Exercise requirements:
Show each line of the entries below that contains the word "When", copying every such line in full. Treat case as significant.

Listed entries:
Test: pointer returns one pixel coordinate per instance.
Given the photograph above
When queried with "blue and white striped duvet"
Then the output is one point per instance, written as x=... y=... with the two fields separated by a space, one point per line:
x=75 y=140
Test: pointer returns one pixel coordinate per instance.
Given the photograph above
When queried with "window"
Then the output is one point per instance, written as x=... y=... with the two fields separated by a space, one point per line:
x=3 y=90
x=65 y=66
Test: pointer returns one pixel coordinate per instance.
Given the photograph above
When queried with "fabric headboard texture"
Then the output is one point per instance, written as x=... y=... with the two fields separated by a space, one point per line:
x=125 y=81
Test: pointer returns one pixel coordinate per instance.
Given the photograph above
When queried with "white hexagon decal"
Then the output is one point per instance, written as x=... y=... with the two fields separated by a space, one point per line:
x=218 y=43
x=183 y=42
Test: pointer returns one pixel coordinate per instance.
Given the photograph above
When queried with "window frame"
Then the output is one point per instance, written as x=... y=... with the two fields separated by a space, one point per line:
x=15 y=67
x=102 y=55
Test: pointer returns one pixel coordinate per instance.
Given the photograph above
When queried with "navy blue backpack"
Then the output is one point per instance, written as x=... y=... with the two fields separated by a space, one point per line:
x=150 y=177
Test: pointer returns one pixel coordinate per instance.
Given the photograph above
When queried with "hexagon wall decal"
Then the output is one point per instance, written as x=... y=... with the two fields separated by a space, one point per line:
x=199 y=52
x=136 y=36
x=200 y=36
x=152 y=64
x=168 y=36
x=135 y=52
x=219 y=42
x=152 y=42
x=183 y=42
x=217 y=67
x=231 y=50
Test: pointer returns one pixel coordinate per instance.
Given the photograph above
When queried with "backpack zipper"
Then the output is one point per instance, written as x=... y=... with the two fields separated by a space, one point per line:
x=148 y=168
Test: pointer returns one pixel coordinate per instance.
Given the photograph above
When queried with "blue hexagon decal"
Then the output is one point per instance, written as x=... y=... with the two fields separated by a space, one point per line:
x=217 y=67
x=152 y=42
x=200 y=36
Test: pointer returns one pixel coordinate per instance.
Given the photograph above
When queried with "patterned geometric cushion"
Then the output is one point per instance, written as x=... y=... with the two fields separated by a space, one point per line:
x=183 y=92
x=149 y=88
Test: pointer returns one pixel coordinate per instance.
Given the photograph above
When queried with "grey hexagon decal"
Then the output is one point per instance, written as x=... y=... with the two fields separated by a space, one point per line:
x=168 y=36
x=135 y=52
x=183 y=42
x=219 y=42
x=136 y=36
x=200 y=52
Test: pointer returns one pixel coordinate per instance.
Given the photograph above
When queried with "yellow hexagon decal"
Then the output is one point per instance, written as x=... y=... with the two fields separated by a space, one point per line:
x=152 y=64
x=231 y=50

Response to this exercise:
When queried with "blue and white striped duvet"
When queried with "window"
When queried with "fabric headboard texture"
When queried with "white hexagon decal"
When queried with "window frame"
When queried with "navy blue backpack"
When queried with "hexagon wall decal"
When queried with "backpack zipper"
When queried with "blue hexagon decal"
When queried with "patterned geometric cushion"
When queried with "grey hexagon decal"
When queried with "yellow hexagon decal"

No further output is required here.